Dataset records:
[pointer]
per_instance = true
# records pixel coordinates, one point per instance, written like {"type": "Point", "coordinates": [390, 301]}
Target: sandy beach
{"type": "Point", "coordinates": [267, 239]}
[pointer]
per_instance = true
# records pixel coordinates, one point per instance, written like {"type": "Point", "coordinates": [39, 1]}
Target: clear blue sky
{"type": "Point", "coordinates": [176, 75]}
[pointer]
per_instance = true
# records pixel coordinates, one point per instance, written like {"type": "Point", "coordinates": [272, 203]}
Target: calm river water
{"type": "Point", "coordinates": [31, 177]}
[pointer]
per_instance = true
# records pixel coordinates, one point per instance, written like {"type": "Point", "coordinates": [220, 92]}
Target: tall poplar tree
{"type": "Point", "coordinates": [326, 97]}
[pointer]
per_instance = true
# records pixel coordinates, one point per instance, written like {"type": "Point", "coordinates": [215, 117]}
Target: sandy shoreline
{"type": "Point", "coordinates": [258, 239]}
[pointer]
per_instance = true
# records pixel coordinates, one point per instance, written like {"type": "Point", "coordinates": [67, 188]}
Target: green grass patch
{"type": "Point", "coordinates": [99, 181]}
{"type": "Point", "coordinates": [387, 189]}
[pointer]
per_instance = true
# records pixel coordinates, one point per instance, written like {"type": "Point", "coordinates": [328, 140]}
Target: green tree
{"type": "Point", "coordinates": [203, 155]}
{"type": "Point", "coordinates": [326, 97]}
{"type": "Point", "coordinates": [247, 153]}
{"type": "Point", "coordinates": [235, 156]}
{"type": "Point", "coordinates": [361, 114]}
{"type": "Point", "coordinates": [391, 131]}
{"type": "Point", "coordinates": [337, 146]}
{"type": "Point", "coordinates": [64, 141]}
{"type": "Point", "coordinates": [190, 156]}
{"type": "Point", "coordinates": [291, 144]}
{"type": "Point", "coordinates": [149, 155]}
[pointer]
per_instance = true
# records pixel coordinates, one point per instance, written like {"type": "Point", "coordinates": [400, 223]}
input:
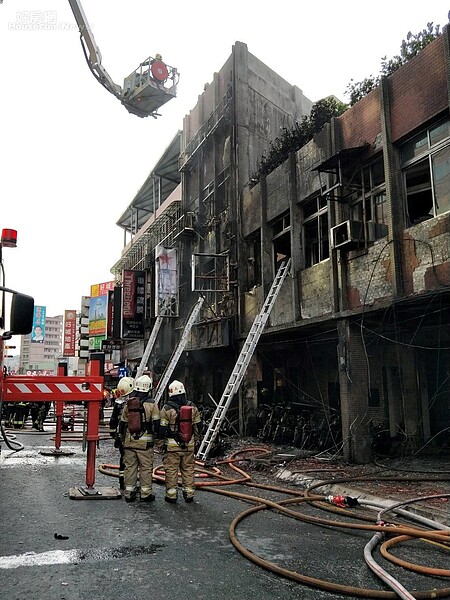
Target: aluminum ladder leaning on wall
{"type": "Point", "coordinates": [178, 351]}
{"type": "Point", "coordinates": [242, 363]}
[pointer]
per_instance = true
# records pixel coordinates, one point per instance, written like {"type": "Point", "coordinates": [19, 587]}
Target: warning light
{"type": "Point", "coordinates": [9, 238]}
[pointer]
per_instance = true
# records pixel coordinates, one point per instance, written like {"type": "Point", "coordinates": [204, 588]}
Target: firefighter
{"type": "Point", "coordinates": [8, 413]}
{"type": "Point", "coordinates": [39, 412]}
{"type": "Point", "coordinates": [125, 386]}
{"type": "Point", "coordinates": [138, 424]}
{"type": "Point", "coordinates": [179, 452]}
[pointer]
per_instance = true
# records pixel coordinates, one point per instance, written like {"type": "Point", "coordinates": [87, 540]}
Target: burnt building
{"type": "Point", "coordinates": [361, 330]}
{"type": "Point", "coordinates": [358, 339]}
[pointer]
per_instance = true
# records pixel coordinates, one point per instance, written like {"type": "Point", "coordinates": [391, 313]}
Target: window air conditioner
{"type": "Point", "coordinates": [348, 234]}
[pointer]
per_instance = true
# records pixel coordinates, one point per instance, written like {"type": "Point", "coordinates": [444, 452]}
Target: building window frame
{"type": "Point", "coordinates": [281, 239]}
{"type": "Point", "coordinates": [426, 172]}
{"type": "Point", "coordinates": [315, 230]}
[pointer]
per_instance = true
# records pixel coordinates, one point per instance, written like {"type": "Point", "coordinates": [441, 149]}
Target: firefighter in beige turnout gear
{"type": "Point", "coordinates": [179, 457]}
{"type": "Point", "coordinates": [138, 448]}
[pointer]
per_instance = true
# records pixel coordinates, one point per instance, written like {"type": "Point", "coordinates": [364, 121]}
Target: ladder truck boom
{"type": "Point", "coordinates": [145, 90]}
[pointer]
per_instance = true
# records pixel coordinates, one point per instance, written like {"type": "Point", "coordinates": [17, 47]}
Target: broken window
{"type": "Point", "coordinates": [254, 260]}
{"type": "Point", "coordinates": [315, 230]}
{"type": "Point", "coordinates": [281, 239]}
{"type": "Point", "coordinates": [426, 172]}
{"type": "Point", "coordinates": [369, 205]}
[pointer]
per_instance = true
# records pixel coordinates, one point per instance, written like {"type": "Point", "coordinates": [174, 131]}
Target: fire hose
{"type": "Point", "coordinates": [213, 480]}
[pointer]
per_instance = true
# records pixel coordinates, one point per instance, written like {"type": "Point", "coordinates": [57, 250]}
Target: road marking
{"type": "Point", "coordinates": [61, 557]}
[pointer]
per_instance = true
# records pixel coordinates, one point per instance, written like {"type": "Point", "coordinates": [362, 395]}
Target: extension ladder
{"type": "Point", "coordinates": [242, 363]}
{"type": "Point", "coordinates": [152, 338]}
{"type": "Point", "coordinates": [178, 351]}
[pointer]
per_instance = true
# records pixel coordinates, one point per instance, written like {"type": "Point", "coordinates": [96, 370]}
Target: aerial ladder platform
{"type": "Point", "coordinates": [178, 350]}
{"type": "Point", "coordinates": [243, 361]}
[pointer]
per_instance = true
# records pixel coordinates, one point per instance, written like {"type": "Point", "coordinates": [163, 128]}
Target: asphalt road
{"type": "Point", "coordinates": [120, 551]}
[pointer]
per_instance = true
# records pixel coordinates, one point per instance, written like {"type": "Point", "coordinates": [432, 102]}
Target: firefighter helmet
{"type": "Point", "coordinates": [144, 383]}
{"type": "Point", "coordinates": [125, 386]}
{"type": "Point", "coordinates": [176, 388]}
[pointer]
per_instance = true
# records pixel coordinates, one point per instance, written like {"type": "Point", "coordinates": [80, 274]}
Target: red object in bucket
{"type": "Point", "coordinates": [159, 71]}
{"type": "Point", "coordinates": [9, 238]}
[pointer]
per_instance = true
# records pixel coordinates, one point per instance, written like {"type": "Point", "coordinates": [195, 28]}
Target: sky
{"type": "Point", "coordinates": [71, 156]}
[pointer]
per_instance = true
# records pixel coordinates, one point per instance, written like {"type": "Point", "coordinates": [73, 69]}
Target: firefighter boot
{"type": "Point", "coordinates": [171, 495]}
{"type": "Point", "coordinates": [188, 495]}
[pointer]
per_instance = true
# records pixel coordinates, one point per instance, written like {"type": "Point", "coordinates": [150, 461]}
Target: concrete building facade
{"type": "Point", "coordinates": [43, 358]}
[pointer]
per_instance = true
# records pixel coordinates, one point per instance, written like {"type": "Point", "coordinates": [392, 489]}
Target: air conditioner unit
{"type": "Point", "coordinates": [349, 234]}
{"type": "Point", "coordinates": [375, 231]}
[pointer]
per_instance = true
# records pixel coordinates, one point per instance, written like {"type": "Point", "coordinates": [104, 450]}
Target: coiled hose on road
{"type": "Point", "coordinates": [213, 480]}
{"type": "Point", "coordinates": [10, 440]}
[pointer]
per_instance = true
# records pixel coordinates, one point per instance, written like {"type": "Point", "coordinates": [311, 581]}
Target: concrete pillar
{"type": "Point", "coordinates": [353, 382]}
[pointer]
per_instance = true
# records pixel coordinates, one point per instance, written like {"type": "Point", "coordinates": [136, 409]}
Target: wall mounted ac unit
{"type": "Point", "coordinates": [349, 234]}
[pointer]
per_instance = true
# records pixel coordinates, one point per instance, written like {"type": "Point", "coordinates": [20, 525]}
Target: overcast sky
{"type": "Point", "coordinates": [72, 158]}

▶ What this task involves
Repeat every entry above exactly; images stay out of the copy.

▶ Answer section
[pointer]
per_instance = true
# records pixel coordinates, one point per instance, written like {"type": "Point", "coordinates": [390, 301]}
Target: sandy beach
{"type": "Point", "coordinates": [267, 239]}
[pointer]
per_instance = true
# records pixel coordinates, one point per instance, written like {"type": "Point", "coordinates": [39, 1]}
Target: clear blue sky
{"type": "Point", "coordinates": [176, 75]}
[pointer]
per_instance = true
# records pixel coordinates, one point per instance, written like {"type": "Point", "coordinates": [272, 203]}
Target: calm river water
{"type": "Point", "coordinates": [31, 177]}
[pointer]
per_instance = true
# records pixel coordinates, one point per instance, written like {"type": "Point", "coordinates": [220, 92]}
Target: tall poplar tree
{"type": "Point", "coordinates": [326, 97]}
[pointer]
per_instance = true
# records pixel coordinates, one point per instance, written like {"type": "Point", "coordinates": [215, 117]}
Target: sandy shoreline
{"type": "Point", "coordinates": [258, 239]}
[pointer]
per_instance = true
# records pixel coordinates, one point per instance, written like {"type": "Point", "coordinates": [67, 188]}
Target: green grass patch
{"type": "Point", "coordinates": [99, 181]}
{"type": "Point", "coordinates": [387, 189]}
[pointer]
per_instance = true
# records pixel coordinates, one point per instance, written like {"type": "Point", "coordinates": [328, 140]}
Target: green tree
{"type": "Point", "coordinates": [203, 155]}
{"type": "Point", "coordinates": [326, 97]}
{"type": "Point", "coordinates": [247, 153]}
{"type": "Point", "coordinates": [235, 156]}
{"type": "Point", "coordinates": [361, 114]}
{"type": "Point", "coordinates": [391, 131]}
{"type": "Point", "coordinates": [337, 146]}
{"type": "Point", "coordinates": [64, 141]}
{"type": "Point", "coordinates": [190, 156]}
{"type": "Point", "coordinates": [291, 144]}
{"type": "Point", "coordinates": [149, 155]}
[pointer]
per_instance = true
# records pixel coordinates, one point per instance, written like {"type": "Point", "coordinates": [400, 223]}
input:
Target: aluminum ladder leaning on wall
{"type": "Point", "coordinates": [178, 351]}
{"type": "Point", "coordinates": [242, 363]}
[pointer]
per_instance = true
# records pixel coordinates, one point per instance, written like {"type": "Point", "coordinates": [19, 587]}
Target: warning light
{"type": "Point", "coordinates": [9, 238]}
[pointer]
per_instance = true
# records pixel coordinates, one point per instance, written like {"type": "Point", "coordinates": [204, 588]}
Target: firefighter
{"type": "Point", "coordinates": [8, 413]}
{"type": "Point", "coordinates": [39, 412]}
{"type": "Point", "coordinates": [125, 386]}
{"type": "Point", "coordinates": [138, 424]}
{"type": "Point", "coordinates": [179, 452]}
[pointer]
per_instance = true
# records pixel coordinates, one point per instance, written like {"type": "Point", "coordinates": [87, 540]}
Target: burnt building
{"type": "Point", "coordinates": [361, 330]}
{"type": "Point", "coordinates": [358, 339]}
[pointer]
per_instance = true
# records pixel coordinates, one point per instance, written like {"type": "Point", "coordinates": [391, 313]}
Target: window air conditioner
{"type": "Point", "coordinates": [348, 234]}
[pointer]
per_instance = true
# records pixel coordinates, one point per instance, written like {"type": "Point", "coordinates": [444, 452]}
Target: building window frame
{"type": "Point", "coordinates": [281, 239]}
{"type": "Point", "coordinates": [426, 172]}
{"type": "Point", "coordinates": [315, 230]}
[pointer]
per_instance = true
# records pixel coordinates, one point per instance, written like {"type": "Point", "coordinates": [441, 149]}
Target: firefighter in beige turnout gear
{"type": "Point", "coordinates": [179, 457]}
{"type": "Point", "coordinates": [138, 448]}
[pointer]
per_instance = true
# records pixel coordinates, one point per instance, written like {"type": "Point", "coordinates": [364, 121]}
Target: ladder truck boom
{"type": "Point", "coordinates": [145, 90]}
[pointer]
per_instance = true
# records pixel coordinates, one point per instance, written like {"type": "Point", "coordinates": [17, 47]}
Target: broken window
{"type": "Point", "coordinates": [254, 260]}
{"type": "Point", "coordinates": [315, 230]}
{"type": "Point", "coordinates": [281, 239]}
{"type": "Point", "coordinates": [426, 172]}
{"type": "Point", "coordinates": [369, 205]}
[pointer]
per_instance = true
# records pixel coordinates, one point per instance, written like {"type": "Point", "coordinates": [174, 131]}
Target: fire hose
{"type": "Point", "coordinates": [213, 480]}
[pointer]
per_instance = true
# records pixel coordinates, one point per instance, written like {"type": "Point", "coordinates": [57, 250]}
Target: road marking
{"type": "Point", "coordinates": [61, 557]}
[pointer]
per_instance = true
# records pixel coordinates, one point per instance, written like {"type": "Point", "coordinates": [362, 395]}
Target: extension ladder
{"type": "Point", "coordinates": [242, 363]}
{"type": "Point", "coordinates": [152, 338]}
{"type": "Point", "coordinates": [178, 351]}
[pointer]
per_instance = true
# records pixel coordinates, one point per instance, written like {"type": "Point", "coordinates": [96, 370]}
Target: aerial ladder platform
{"type": "Point", "coordinates": [178, 350]}
{"type": "Point", "coordinates": [243, 361]}
[pointer]
per_instance = true
# records pixel coordinates, one point per instance, written like {"type": "Point", "coordinates": [163, 128]}
Target: asphalt road
{"type": "Point", "coordinates": [120, 551]}
[pointer]
per_instance = true
# records pixel coordinates, one point per instance, written like {"type": "Point", "coordinates": [432, 102]}
Target: firefighter helmet
{"type": "Point", "coordinates": [144, 383]}
{"type": "Point", "coordinates": [125, 386]}
{"type": "Point", "coordinates": [176, 388]}
[pointer]
per_instance = true
# records pixel coordinates, one point per instance, written like {"type": "Point", "coordinates": [80, 274]}
Target: red object in bucket
{"type": "Point", "coordinates": [159, 71]}
{"type": "Point", "coordinates": [9, 238]}
[pointer]
per_instance = true
# records pixel coordinates, one point per instance, written like {"type": "Point", "coordinates": [195, 28]}
Target: sky
{"type": "Point", "coordinates": [71, 156]}
[pointer]
per_instance = true
# records pixel coordinates, one point per instance, written like {"type": "Point", "coordinates": [73, 69]}
Target: firefighter boot
{"type": "Point", "coordinates": [171, 495]}
{"type": "Point", "coordinates": [188, 495]}
[pointer]
per_instance = true
# records pixel coordinates, one point per instance, written like {"type": "Point", "coordinates": [150, 461]}
Target: concrete building facade
{"type": "Point", "coordinates": [43, 358]}
[pointer]
per_instance = true
# records pixel coordinates, one point per instance, written like {"type": "Point", "coordinates": [392, 489]}
Target: air conditioner unit
{"type": "Point", "coordinates": [349, 234]}
{"type": "Point", "coordinates": [375, 231]}
[pointer]
per_instance = true
# records pixel coordinates, one point per instance, written like {"type": "Point", "coordinates": [104, 450]}
Target: coiled hose on road
{"type": "Point", "coordinates": [213, 480]}
{"type": "Point", "coordinates": [10, 440]}
[pointer]
per_instance = true
# records pixel coordinates, one point per instance, written like {"type": "Point", "coordinates": [311, 581]}
Target: concrete pillar
{"type": "Point", "coordinates": [353, 382]}
[pointer]
per_instance = true
# records pixel coordinates, one point per instance, written like {"type": "Point", "coordinates": [136, 409]}
Target: wall mounted ac unit
{"type": "Point", "coordinates": [349, 234]}
[pointer]
per_instance = true
# records pixel coordinates, one point per instance, written like {"type": "Point", "coordinates": [20, 525]}
Target: overcast sky
{"type": "Point", "coordinates": [72, 158]}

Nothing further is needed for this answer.